• [Provided information]:

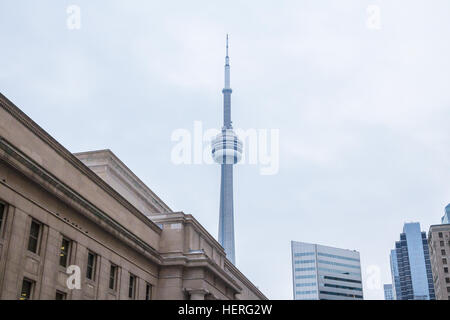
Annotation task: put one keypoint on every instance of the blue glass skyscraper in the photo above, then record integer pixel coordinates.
(410, 265)
(227, 151)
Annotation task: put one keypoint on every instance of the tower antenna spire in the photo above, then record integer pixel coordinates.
(227, 44)
(227, 151)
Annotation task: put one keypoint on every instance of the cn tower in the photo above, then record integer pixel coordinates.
(227, 151)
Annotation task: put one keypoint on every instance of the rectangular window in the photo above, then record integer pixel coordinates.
(112, 277)
(33, 240)
(27, 289)
(64, 252)
(148, 292)
(60, 295)
(2, 215)
(90, 270)
(132, 287)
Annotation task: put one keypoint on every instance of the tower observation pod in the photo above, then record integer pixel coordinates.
(227, 151)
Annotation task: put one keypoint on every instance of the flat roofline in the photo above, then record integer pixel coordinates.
(318, 244)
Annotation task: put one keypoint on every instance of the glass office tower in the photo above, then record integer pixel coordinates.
(410, 265)
(325, 273)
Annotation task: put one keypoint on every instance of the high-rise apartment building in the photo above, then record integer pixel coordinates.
(325, 273)
(388, 294)
(410, 265)
(439, 243)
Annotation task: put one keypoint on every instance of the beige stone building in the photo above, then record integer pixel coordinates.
(88, 219)
(439, 243)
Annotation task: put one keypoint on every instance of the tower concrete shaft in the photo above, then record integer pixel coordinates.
(227, 151)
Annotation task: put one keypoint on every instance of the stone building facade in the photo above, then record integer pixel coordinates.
(88, 219)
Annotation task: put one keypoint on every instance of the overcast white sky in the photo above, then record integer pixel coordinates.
(363, 114)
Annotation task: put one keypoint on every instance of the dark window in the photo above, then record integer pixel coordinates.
(33, 240)
(132, 287)
(148, 292)
(90, 270)
(64, 252)
(112, 277)
(27, 289)
(2, 214)
(60, 295)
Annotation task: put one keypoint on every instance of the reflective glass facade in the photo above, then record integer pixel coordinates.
(325, 273)
(411, 267)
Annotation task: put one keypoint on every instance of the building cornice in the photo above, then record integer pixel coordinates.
(180, 217)
(29, 167)
(73, 160)
(126, 176)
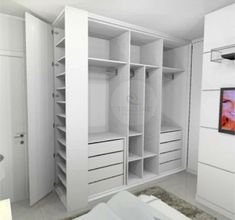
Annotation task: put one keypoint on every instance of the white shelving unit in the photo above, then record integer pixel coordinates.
(117, 111)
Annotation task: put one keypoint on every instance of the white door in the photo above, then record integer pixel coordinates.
(13, 153)
(39, 57)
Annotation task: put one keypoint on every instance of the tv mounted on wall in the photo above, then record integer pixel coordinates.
(227, 111)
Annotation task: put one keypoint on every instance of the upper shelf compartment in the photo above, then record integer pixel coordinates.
(108, 42)
(146, 49)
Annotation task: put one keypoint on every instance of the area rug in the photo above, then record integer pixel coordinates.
(175, 202)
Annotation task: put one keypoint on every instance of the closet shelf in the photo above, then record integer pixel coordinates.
(61, 42)
(133, 157)
(62, 141)
(169, 128)
(170, 70)
(62, 166)
(62, 179)
(134, 133)
(103, 136)
(151, 67)
(60, 75)
(148, 154)
(105, 63)
(147, 174)
(135, 66)
(62, 154)
(61, 115)
(61, 128)
(61, 60)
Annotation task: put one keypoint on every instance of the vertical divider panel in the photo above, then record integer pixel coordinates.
(76, 53)
(119, 88)
(153, 93)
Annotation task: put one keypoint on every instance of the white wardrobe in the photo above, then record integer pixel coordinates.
(108, 106)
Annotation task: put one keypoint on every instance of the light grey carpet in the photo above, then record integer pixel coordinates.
(174, 201)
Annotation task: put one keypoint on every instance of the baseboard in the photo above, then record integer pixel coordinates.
(214, 207)
(191, 171)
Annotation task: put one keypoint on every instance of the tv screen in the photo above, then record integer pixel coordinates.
(227, 111)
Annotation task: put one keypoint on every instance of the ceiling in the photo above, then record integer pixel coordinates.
(180, 18)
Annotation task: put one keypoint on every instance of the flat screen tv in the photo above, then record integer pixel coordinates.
(227, 111)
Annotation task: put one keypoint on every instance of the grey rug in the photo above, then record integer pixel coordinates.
(172, 200)
(175, 202)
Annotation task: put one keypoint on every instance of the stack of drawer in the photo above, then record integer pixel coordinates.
(106, 168)
(170, 150)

• [Description of the task]: Only the pictures are to be omitted; restate everything else above exactly.

• [Final answer]:
Annotation task: put one keypoint on every instance of the blue glass skyscraper in the photo above, then record integer pixel coordinates.
(410, 265)
(227, 151)
Annotation task: put one keypoint on every instance of the tower antenna spire in the photo above, then record integer pixel coordinates.
(227, 44)
(227, 151)
Annotation task: put one keypoint on every instance of the cn tower in the photo above, then record integer pixel coordinates.
(227, 151)
Annotation task: put one keypoint on every instance of the rectangular window in the photo above, then record integer pixel coordinates.
(112, 277)
(33, 240)
(27, 289)
(64, 252)
(148, 292)
(60, 295)
(2, 215)
(90, 270)
(132, 287)
Annotation task: put one keypoint on every instance of the tower observation pod in the photo above, then record integer pixel coordinates.
(227, 151)
Annotation task: put one keypoint on every instance of the flat roofline in the photo above, then record integer pixel coordinates.
(318, 244)
Annotation task: put one keypoint on every instance of the glass office tower in the photo above, then record integer pixel coordinates.
(410, 265)
(325, 273)
Annotation task: put one keypoint on every instance of the high-rise apartment building in the photo above, then record integer pixel coordinates.
(325, 273)
(388, 294)
(410, 265)
(439, 243)
Annotation task: put one keypoint on every instance of the beige stone building in the photo above, then record integer pixel coordinates.
(88, 219)
(439, 243)
Annotation task: put one keypoint on every instance of the tower concrete shaft in the photo above, then record integer pixel coordinates.
(227, 151)
Annotation task: put one keypoint on every instance of the stone building facade in the photo above, then record integer pixel coordinates.
(88, 219)
Annotation task: put one keypoint on every instance of the overcast white sky in the photo above, then record integer pixel coordinates.
(363, 114)
Annotation task: put one keypoint on every instance of the dark window in the photo above, then record integer pixel coordinates.
(33, 240)
(132, 287)
(148, 292)
(90, 270)
(64, 252)
(112, 277)
(27, 289)
(2, 214)
(60, 295)
Annotation task: put one keypoint on every instance of the reflective glass facade in the photo above, then record integer pixel coordinates.
(325, 273)
(411, 267)
Annotation task: put one keypoint on every instance of the building cornice in the photo above, then record integer pixel coordinates.
(180, 217)
(29, 167)
(73, 160)
(126, 176)
Annotation task: put one keypoint on every instance of the white shelving unit in the photo above, then record integer pixel coordinates.
(117, 111)
Annotation task: put one keypoint on every instance of the white door in the photo above, then record integer pixel coordinates.
(13, 153)
(39, 57)
Annotation task: put one keypoint on every instance of the tv mounted on wall in the photo above, then record integer pixel coordinates.
(227, 111)
Annotation task: put one keypoint on every instance of the upper shelf compartment in the photo above, then record integer pixel coordinates.
(108, 42)
(146, 49)
Annotation task: put one keypoint on every instance of the area rug in the photo above, then record integer pixel coordinates.
(175, 202)
Annotation task: put one keypoint on every instance of the closet shelf in the photo above, then record integer pixel coordinates.
(61, 42)
(133, 157)
(62, 141)
(169, 128)
(170, 70)
(62, 166)
(62, 179)
(134, 133)
(103, 136)
(151, 67)
(60, 75)
(148, 154)
(105, 63)
(147, 174)
(135, 66)
(62, 154)
(61, 115)
(61, 128)
(61, 60)
Annotation task: put one keypoint on every instance of the vertical divider panel in the photo above, then record integer pixel coordinates.
(76, 53)
(119, 88)
(153, 93)
Annotation task: put one keypoint on every instance of the white wardrobe in the photo above, then record integer pixel coordinates.
(108, 106)
Annotation task: put one keypoint on every instance of the light grey carpet in the photo above, then record integer pixel coordinates.
(174, 201)
Annotation task: put one keypoint on every instance of the baseboard in the photo above, then record integer pixel coordinates.
(214, 207)
(191, 171)
Annotation task: put one keypoint on every instance of the tv screen in the photo above, then record integer pixel coordinates.
(227, 111)
Annotation task: put one keypoint on every instance of the ceiling in the photo above, then record integer pixel coordinates.
(180, 18)
Annotation task: put one keypoint on every instance of the flat screen tv in the photo above, then record integer pixel coordinates.
(227, 111)
Annotation task: put one keypoint on every instance of the grey rug in the photo above, then record integer pixel coordinates.
(172, 200)
(175, 202)
Annotation task: put one keypoint on every instance of the stack of drawer in the photo above, then record integer pixel coordinates.
(106, 168)
(170, 150)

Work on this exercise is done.